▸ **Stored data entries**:
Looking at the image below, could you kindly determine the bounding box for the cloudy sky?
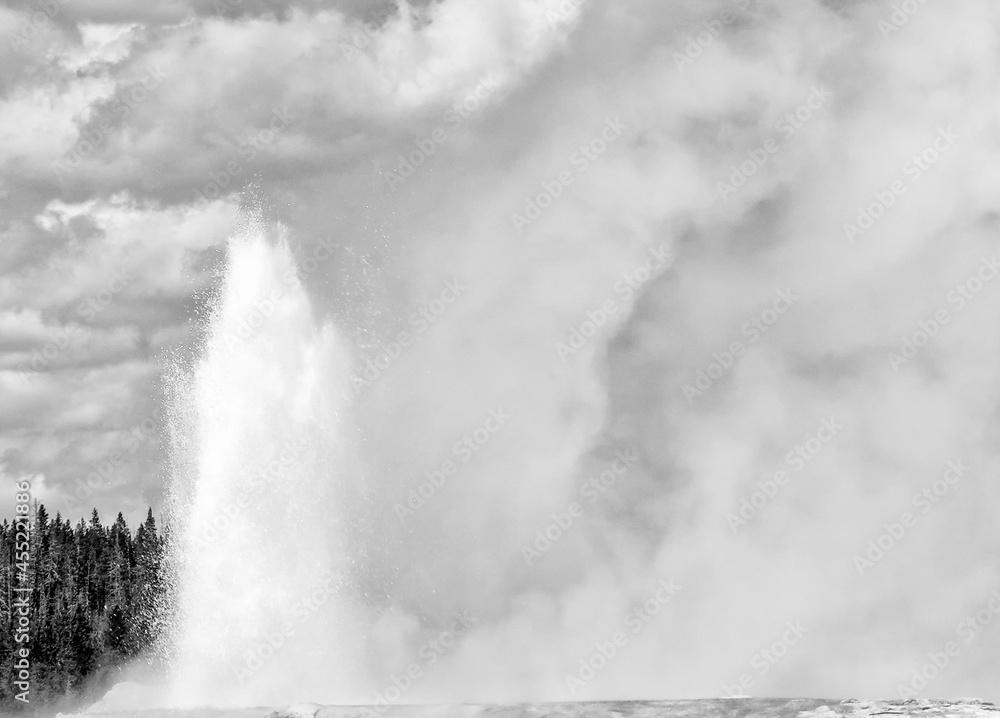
[4,0,1000,707]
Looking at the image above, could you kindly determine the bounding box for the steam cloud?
[311,0,1000,704]
[3,0,1000,707]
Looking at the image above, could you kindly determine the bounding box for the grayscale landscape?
[1,0,999,714]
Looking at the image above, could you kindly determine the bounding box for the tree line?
[0,504,169,713]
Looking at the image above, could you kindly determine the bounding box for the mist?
[251,0,1000,704]
[4,0,1000,708]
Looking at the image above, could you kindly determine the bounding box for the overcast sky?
[4,0,1000,705]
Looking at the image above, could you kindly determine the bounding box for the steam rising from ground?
[65,0,1000,708]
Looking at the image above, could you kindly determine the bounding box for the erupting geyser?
[163,222,369,707]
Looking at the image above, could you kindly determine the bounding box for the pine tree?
[130,508,164,657]
[0,504,169,712]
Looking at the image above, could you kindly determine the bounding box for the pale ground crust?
[64,697,1000,718]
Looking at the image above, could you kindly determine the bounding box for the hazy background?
[3,0,1000,703]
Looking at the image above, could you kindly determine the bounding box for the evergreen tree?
[0,505,169,712]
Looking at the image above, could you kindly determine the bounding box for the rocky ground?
[63,698,1000,718]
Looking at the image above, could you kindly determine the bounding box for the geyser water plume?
[164,220,368,707]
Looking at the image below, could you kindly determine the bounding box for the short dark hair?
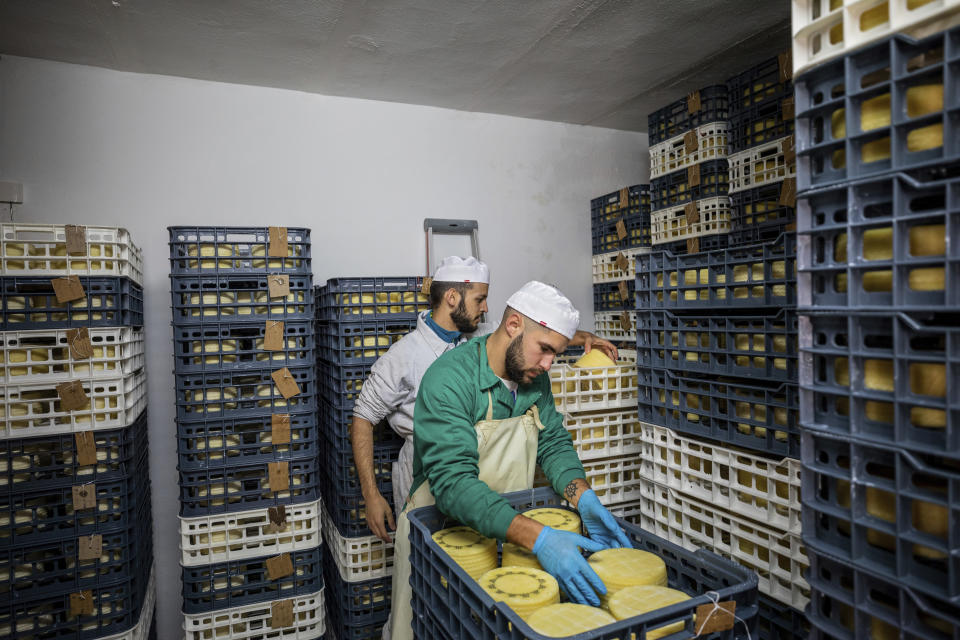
[429,281,472,310]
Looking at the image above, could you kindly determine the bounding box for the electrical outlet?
[0,181,24,204]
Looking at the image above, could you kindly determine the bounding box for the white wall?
[0,55,648,639]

▸ **TASK STATEMENT**:
Reproduce the data exactly as it appears above. Pictures are to be left out.

▸ **WRITTEN SOLUTION**:
Looking at the image below, could you kindly determine the bounding box for the cloudy sky?
[4,0,1000,707]
Looking at the image above, could you kindly determine the bounding box for the steam cloud?
[311,0,1000,704]
[3,0,1000,707]
Looking at the image above, could you kindly determine the bounding box for the grayscale landscape?
[1,0,999,714]
Looking at the image above, could you kindly determine the bounding box for the tree line?
[0,504,169,713]
Looking at the image above, could you kindly determine the bounding box for the mist?
[251,0,1000,704]
[4,0,1000,708]
Looking at the image above, could you kindly determine the bounding box for the overcast sky?
[4,0,1000,705]
Looking at the image above, could you kindly determine the bounding box for the steam rising from ground?
[65,0,1000,708]
Looking at the image above, could you kindly determine the bounding box for the erupting geyser?
[163,222,369,707]
Looking at the image above, could you kindly determine the bounding box for the pine tree?
[130,508,164,657]
[0,504,169,712]
Looking at the image above, could you kindly determine the bounding box for the pale ground crust?
[64,697,1000,718]
Looking at the image above, could you kindly determine the bounding box for the hazy background?
[3,0,1000,703]
Looking at the image above, could you kindly determine the bounding box for the evergreen tree?
[0,505,169,712]
Looking at the image above, could you kindly determine the bounding box for the rocky ground?
[63,698,1000,718]
Looking at the image above, could you kindly determine the bounding box for the geyser water plume?
[164,220,368,707]
Looking at the image below, could you kindly determine the bounding box for the short dark hair?
[429,281,472,310]
Looking at the image above, could you kindly determine the bounding box for the electrical outlet?
[0,181,24,204]
Looking at the image above, could you kindly determine the bounding box for the white wall?
[0,55,648,639]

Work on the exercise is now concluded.